As American viewers await the start of Downton Abbey’s fourth season, the entire season has already aired in Britain, and the waiting really seems unbearable. Luckily, we have the holidays to distract us, and this led me to ponder an aspect of the series that, if the blogs devoted to it are any indication, is a Downton obsession on a par with Lady Mary’s eyebrows.
Like most addicts of the series, when I sit down to an episode, I’m watching for plot—for the family tensions and class frictions. But there’s another element that keeps me glued to the screen each week, and that’s the food. Mealtime at Downton is the orb around which the Grantham’s aristocratic world turns, as riveting as the clothes and carriages, the doomed romances, and downturns in fortune.
Downton cuisine is Continental in style, reflecting a time when Escoffier was all the rage, when butterfat was considered essential to healthy eating, and a girl needn’t have Lady Mary’s figure to prefer her raspberries with a side of clotted cream. Such decadence was in its day consumed in blissful ignorance of the dire health effects, and fact, the food was considered healthy.

CHALLENGE A:
Output every line of the stored items listing as a JSON list of strings, one string per line, with blank lines and the pictures left out.
The listing that follows has no connection to the Downton Abbey passage.

Stored Items:
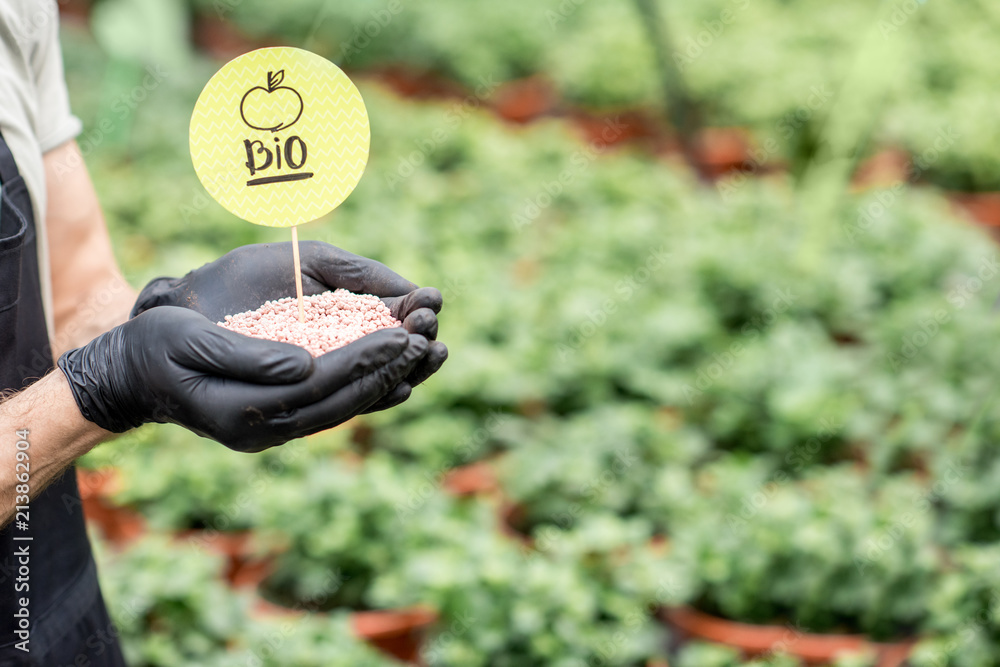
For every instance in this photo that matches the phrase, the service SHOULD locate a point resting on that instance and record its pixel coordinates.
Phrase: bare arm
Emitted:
(89, 293)
(90, 296)
(56, 434)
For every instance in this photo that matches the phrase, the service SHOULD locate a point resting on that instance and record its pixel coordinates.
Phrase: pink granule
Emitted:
(333, 319)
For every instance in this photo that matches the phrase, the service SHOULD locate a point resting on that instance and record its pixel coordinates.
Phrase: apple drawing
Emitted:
(272, 108)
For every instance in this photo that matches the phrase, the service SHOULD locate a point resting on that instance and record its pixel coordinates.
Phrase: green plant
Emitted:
(341, 527)
(169, 604)
(605, 458)
(829, 553)
(505, 606)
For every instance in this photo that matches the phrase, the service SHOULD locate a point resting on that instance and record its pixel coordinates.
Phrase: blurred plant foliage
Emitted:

CHALLENGE B:
Edit the Downton Abbey passage starting at "As American viewers" and ending at "Lady Mary’s eyebrows.", changing "holidays" to "winter months".

TASK RESULT A:
[
  "For every instance in this photo that matches the phrase, the service SHOULD locate a point resting on that instance and record its pixel coordinates.",
  "Phrase: bare arm",
  "Emitted:",
  "(89, 293)",
  "(90, 296)",
  "(56, 434)",
  "For every instance in this photo that matches the phrase, the service SHOULD locate a point resting on that instance and record its pixel coordinates.",
  "Phrase: pink granule",
  "Emitted:",
  "(333, 319)",
  "For every instance in this photo that matches the phrase, the service SHOULD locate a point resting on that instance and record its pixel coordinates.",
  "Phrase: apple drawing",
  "Emitted:",
  "(272, 108)",
  "For every instance in this photo that matches the phrase, the service SHOULD locate a point resting on that instance and record its pixel coordinates.",
  "Phrase: green plant",
  "Emitted:",
  "(341, 527)",
  "(169, 604)",
  "(605, 458)",
  "(829, 553)",
  "(505, 606)",
  "For every instance in this photo that matches the phrase, the service SHOULD locate a point resting on that instance and record its pixel coordinates.",
  "Phrase: blurred plant foliage",
  "Emitted:"
]

TASK RESULT B:
As American viewers await the start of Downton Abbey’s fourth season, the entire season has already aired in Britain, and the waiting really seems unbearable. Luckily, we have the winter months to distract us, and this led me to ponder an aspect of the series that, if the blogs devoted to it are any indication, is a Downton obsession on a par with Lady Mary’s eyebrows.